◆ **課題**
1. マイナンバーカードのトラブルに関する文章で、コンビニ交付の誤発行が起きたとされる市区をすべて挙げてください。
2. マイナンバーカードのトラブルに関する文章によると、住民票の写しで別人の証明書が交付された事例は何件発生しましたか。

マイナンバーカードへの信頼が揺らいでいる。最近になって、「マイナ保険証」やコンビニサービスでのシステムトラブルが、相次いで起きているのだ。
2023年5月に入ってから起こったトラブルは、実はこれだけではない。
松本総務相は「大変遺憾」
マイナンバーカードを利用した、コンビニエンスストアでの住民票の写しを受け取れるサービスで、別人の証明書が交付された事例が、東京都足立区と横浜市、川崎市、徳島市の4市区で延べ14件発生した。総務省が2023年5月12日に発表したものだ。
また同省は、マイナンバーカードを使った印鑑登録証明書のコンビニ交付について、廃印処理済みの印鑑証明書が誤発行されるトラブルがさいたま市、新潟市、熊本市の3市で計11件発生したと発表。共同通信が2023年5月16日付の記事で報じた。

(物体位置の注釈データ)

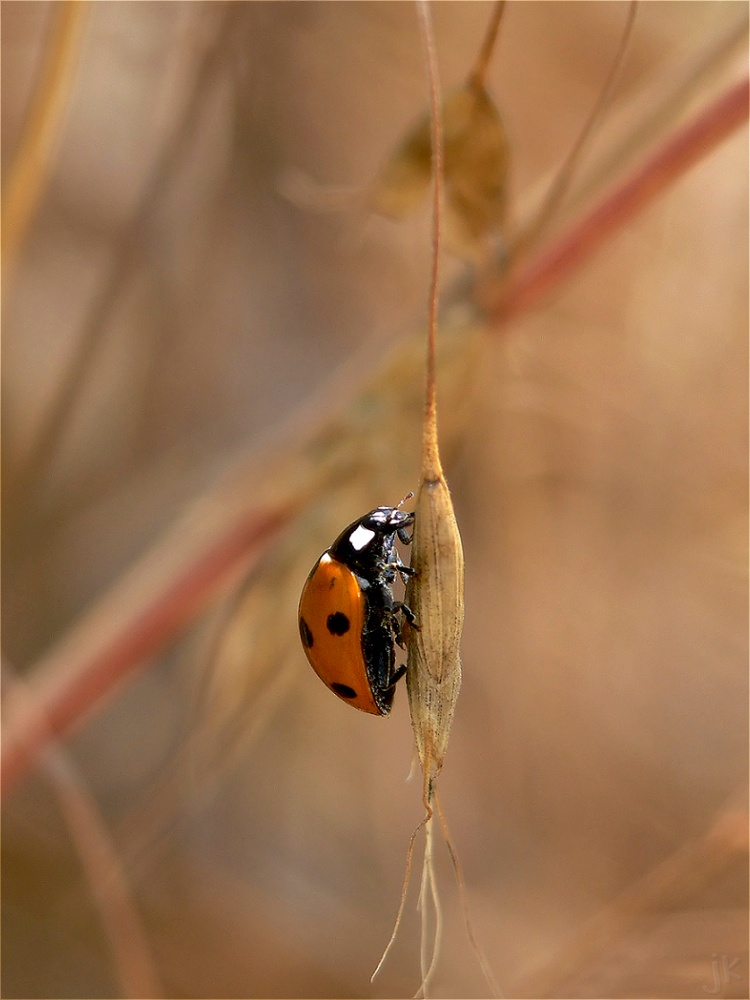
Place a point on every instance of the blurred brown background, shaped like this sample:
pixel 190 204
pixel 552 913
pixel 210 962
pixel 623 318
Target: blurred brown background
pixel 601 489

◆ **課題の解答**
1. 東京都足立区、横浜市、川崎市、徳島市、さいたま市、新潟市、熊本市

2. 延べ14件発生しました。